GIVEN INFORMATION »
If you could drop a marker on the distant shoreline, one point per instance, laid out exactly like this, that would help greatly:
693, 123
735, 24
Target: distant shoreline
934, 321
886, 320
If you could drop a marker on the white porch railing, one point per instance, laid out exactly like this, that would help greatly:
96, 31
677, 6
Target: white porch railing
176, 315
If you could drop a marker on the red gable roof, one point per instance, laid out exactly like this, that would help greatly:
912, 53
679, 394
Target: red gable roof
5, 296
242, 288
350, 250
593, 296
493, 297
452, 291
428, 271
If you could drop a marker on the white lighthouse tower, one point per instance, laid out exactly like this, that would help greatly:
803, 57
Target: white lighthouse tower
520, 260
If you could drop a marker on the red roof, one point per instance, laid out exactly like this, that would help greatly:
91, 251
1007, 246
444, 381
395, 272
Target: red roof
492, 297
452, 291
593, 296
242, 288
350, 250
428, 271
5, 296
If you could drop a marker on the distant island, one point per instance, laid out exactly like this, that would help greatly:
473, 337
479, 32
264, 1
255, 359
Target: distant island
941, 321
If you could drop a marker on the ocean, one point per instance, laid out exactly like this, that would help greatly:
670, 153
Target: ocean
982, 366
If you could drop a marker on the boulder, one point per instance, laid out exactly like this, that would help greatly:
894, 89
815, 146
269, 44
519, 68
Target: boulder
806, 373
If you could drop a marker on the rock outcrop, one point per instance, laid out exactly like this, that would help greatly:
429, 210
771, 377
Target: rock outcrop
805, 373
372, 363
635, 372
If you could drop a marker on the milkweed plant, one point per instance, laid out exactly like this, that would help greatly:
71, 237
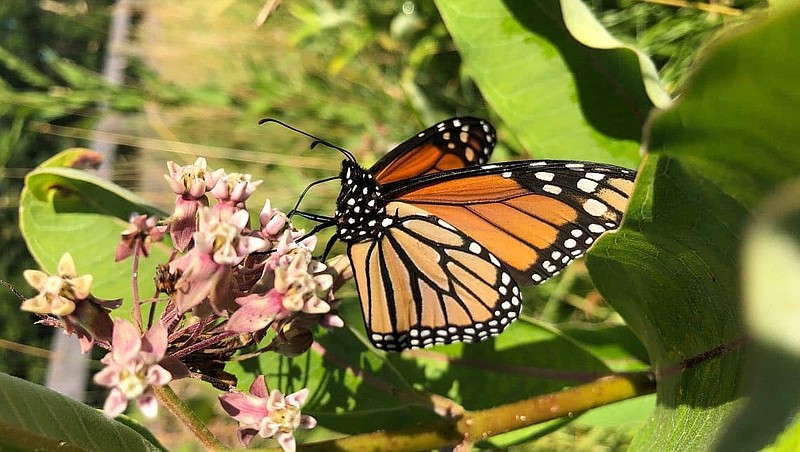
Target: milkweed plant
228, 288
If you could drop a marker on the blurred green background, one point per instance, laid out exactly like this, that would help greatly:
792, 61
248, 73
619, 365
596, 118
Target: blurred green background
198, 77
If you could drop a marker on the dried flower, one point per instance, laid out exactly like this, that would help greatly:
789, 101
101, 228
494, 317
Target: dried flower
268, 414
190, 183
206, 270
141, 232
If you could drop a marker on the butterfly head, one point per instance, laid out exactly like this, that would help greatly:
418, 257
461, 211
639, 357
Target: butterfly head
360, 207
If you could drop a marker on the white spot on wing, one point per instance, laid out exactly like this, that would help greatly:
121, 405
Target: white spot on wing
552, 189
587, 185
594, 207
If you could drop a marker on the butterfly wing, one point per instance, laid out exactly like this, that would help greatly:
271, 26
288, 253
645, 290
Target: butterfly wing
451, 144
423, 282
534, 216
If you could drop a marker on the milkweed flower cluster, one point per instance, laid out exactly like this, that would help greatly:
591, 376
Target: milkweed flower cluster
230, 290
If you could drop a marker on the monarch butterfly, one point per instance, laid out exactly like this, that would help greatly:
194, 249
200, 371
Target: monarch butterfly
439, 240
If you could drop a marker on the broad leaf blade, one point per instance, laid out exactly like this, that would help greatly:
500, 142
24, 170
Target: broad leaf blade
35, 410
564, 97
69, 210
671, 270
770, 269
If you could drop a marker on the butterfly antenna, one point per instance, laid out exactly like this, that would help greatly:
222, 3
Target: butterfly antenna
302, 195
316, 141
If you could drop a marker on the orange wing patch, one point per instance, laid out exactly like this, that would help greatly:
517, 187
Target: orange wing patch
417, 292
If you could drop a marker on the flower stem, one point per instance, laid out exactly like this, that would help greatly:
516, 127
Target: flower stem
478, 425
137, 302
167, 397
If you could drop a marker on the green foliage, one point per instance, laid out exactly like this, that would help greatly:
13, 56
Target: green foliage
60, 202
45, 420
564, 87
672, 269
770, 265
560, 86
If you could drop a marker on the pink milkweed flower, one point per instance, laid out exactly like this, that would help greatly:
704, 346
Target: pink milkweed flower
268, 414
206, 270
272, 221
301, 286
68, 296
134, 365
190, 183
232, 190
57, 293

TASK TO CARRY OUT » Transcribe all of the material exactly, leaving out whatever pictures it contains.

SOLUTION TO THIS PROBLEM »
If you could drop a marker on the distant shoreline, one point per instance, laid out exactly like this, that would help greatly:
693, 123
735, 24
Target: distant shoreline
934, 321
886, 320
If you could drop a marker on the white porch railing, one point per instance, laid out exactly like this, that would help greatly:
96, 31
677, 6
Target: white porch railing
176, 315
If you could drop a marker on the red gable roof, one point per instance, laid out exactly like this, that would help greatly:
912, 53
679, 394
Target: red gable roof
5, 296
242, 288
350, 250
593, 296
493, 297
452, 291
428, 271
If you could drop a marker on the white lighthouse tower, one point per instance, laid out exactly like this, that would help greatly:
803, 57
Target: white lighthouse tower
520, 260
If you could drop a marker on the red roof, one point per instance, laid out exactly like this, that would help greatly:
91, 251
1007, 246
444, 381
395, 272
Target: red roof
492, 297
452, 291
593, 296
242, 288
350, 250
428, 271
5, 296
If you could drop a marker on the distant island, one point per instance, laid out exactly like this, that would help greatly:
473, 337
479, 32
264, 1
255, 359
Target: distant island
941, 321
If you could drop a marker on the ocean, one point per instance, laid out exactly like this, that would help greatly:
670, 153
Target: ocean
982, 366
If you could drop a marker on the boulder, one point per instance, laid out exactly like this, that would help greatly:
894, 89
815, 146
269, 44
519, 68
Target: boulder
806, 373
If you could drop a marker on the rock outcrop, one point per instance, laid out exactly like this, that would help greatly:
429, 210
771, 377
Target: rock outcrop
805, 373
372, 363
635, 372
If you could drop a marker on the milkweed plant, one point per instance, laid out exactly like this, that would help greatly:
71, 237
Target: milkweed plant
228, 288
If you could drop a marker on the blurred green background, one point per instance, laid out exactly like this, that would help greatly:
792, 61
248, 73
619, 365
596, 118
Target: blurred green background
198, 77
If you could drop a marker on the dried flower, one point per instance, laid out exactly like this, that would help greatly:
789, 101
101, 228
494, 317
Target: dried flower
268, 414
190, 183
206, 270
141, 232
If you could drop a marker on the butterfly head, one point per instance, laid out exactly like this, that would help greatly:
418, 257
461, 211
639, 357
Target: butterfly head
360, 207
If you could drop a marker on the white spot on wing, one point per instance, laid out exactly like this, that would help greatly:
121, 405
Target: white spot on wing
552, 189
587, 185
594, 207
If you could drop a marker on the butterfly wing, one point per instance, laid out exactly like this, that would help greatly:
271, 26
288, 253
645, 290
Target: butterfly wing
451, 144
423, 282
534, 216
If you could drop a marker on the milkweed flower cluster, one point per instance, laid out exactly like this, that would help greatly:
591, 376
Target: milkweed flower cluster
230, 290
If you could drop a marker on the monarch butterfly, one point per instance, laid out exactly like this, that would help greatly:
194, 249
200, 371
Target: monarch butterfly
439, 240
If you could drop a marker on the broad leaf blade, one point per instance, laid out exactly like this, that would help greatly:
500, 142
24, 170
Target: broad leaf blade
35, 410
564, 97
69, 210
671, 270
770, 269
If you could drop a marker on the butterfly antenna, one point per instance, laid out exactly like this, that would help greatly:
222, 3
Target: butterfly antenna
302, 195
316, 141
If you could drop a marker on the orange wing patch, one point per instance, laid out exactly like this, that would help greatly:
517, 187
Target: orange wing patch
417, 292
If you could drop a marker on the flower stem, one point per instance, laid out exactly like this, that would help greatly:
516, 127
Target: flower stem
478, 425
137, 302
167, 397
If you could drop a marker on the green foliage, one point per instance, laid out exactly like this, that would help greatly:
13, 56
Target: green foliage
60, 202
45, 420
564, 87
672, 269
770, 265
560, 86
If you could drop a marker on the pink milkweed flower, one point per instance, laid out exactly like this, that would help greatly:
704, 346
Target: pink milkweed flower
268, 414
206, 270
272, 221
301, 286
68, 296
134, 365
190, 183
232, 190
57, 293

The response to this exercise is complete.